Ihre Aufgabe » Suchen Sie aus der nachstehenden Auflistung jede Zeile heraus, in der das Wort "wheel" vorkommt, und schreiben Sie diese Zeilen ab.
....
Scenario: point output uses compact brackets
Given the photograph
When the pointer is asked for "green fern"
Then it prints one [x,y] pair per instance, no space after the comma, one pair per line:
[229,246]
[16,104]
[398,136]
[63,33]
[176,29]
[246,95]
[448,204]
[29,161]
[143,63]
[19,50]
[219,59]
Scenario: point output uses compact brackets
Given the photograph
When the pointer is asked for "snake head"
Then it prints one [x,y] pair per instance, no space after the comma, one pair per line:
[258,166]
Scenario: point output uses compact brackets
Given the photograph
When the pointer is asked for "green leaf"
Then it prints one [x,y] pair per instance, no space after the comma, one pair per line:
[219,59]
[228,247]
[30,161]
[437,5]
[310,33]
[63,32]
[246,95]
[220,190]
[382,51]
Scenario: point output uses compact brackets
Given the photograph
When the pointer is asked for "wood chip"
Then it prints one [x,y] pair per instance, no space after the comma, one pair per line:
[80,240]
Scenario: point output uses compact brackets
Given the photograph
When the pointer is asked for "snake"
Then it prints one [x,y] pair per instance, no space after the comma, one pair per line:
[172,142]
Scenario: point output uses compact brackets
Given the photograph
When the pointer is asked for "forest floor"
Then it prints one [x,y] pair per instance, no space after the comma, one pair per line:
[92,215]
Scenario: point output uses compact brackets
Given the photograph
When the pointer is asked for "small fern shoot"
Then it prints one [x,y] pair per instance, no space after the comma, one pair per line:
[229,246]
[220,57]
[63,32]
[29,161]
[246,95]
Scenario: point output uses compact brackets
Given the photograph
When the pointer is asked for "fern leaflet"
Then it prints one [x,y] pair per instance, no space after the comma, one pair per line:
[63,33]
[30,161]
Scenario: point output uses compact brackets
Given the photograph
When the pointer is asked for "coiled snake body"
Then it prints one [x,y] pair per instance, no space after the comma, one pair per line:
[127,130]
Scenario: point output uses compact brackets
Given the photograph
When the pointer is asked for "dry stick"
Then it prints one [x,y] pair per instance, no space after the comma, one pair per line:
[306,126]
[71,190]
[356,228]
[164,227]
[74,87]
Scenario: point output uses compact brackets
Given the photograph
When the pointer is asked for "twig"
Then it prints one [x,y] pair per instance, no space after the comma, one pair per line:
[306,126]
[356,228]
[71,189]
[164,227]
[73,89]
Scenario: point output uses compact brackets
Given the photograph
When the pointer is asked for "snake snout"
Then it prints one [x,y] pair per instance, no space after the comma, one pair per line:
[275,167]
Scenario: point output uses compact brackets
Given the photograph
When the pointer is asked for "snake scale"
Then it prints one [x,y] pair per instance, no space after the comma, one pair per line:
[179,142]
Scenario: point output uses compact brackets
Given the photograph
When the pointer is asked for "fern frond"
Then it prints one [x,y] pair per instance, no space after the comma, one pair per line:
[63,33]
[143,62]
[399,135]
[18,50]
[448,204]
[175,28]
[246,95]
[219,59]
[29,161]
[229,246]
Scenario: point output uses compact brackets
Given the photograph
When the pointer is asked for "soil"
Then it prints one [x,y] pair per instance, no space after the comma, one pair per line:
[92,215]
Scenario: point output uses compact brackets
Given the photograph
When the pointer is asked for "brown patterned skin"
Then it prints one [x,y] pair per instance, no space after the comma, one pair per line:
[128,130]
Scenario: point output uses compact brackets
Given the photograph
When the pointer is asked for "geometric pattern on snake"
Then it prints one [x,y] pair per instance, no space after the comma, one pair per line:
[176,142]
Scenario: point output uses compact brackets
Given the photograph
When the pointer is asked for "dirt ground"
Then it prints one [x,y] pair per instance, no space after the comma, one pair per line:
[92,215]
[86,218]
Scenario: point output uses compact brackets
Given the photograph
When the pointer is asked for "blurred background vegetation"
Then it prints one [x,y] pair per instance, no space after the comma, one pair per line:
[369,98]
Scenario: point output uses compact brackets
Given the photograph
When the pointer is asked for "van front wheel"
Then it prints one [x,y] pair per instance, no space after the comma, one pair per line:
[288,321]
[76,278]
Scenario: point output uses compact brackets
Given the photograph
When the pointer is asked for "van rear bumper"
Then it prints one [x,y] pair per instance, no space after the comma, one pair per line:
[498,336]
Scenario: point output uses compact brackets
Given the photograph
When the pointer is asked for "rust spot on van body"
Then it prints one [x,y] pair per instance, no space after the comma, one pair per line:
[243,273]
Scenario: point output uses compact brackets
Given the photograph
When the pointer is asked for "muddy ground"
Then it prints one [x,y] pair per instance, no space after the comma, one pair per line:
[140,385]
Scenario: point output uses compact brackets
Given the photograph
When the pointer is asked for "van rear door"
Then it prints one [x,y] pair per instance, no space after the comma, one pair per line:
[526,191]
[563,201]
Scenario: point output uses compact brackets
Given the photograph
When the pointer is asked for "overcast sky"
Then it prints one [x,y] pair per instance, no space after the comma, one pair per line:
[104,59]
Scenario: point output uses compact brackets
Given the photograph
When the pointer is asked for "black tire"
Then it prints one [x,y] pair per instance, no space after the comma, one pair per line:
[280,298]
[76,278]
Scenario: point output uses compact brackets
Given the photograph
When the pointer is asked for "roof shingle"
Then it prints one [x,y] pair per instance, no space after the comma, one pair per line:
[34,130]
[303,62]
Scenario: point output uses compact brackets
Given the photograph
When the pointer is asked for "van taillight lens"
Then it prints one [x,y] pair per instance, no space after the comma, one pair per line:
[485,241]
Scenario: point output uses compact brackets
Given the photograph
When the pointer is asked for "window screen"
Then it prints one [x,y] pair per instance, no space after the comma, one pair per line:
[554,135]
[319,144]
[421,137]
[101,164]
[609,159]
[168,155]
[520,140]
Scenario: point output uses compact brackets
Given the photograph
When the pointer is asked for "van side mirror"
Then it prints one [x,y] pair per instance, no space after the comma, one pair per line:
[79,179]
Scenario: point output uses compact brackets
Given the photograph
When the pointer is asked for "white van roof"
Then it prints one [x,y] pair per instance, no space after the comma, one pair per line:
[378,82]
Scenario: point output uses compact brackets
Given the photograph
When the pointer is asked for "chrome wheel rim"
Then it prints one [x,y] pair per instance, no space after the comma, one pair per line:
....
Musterlösung »
When the pointer is asked for "van front wheel"
When the pointer is asked for "chrome wheel rim"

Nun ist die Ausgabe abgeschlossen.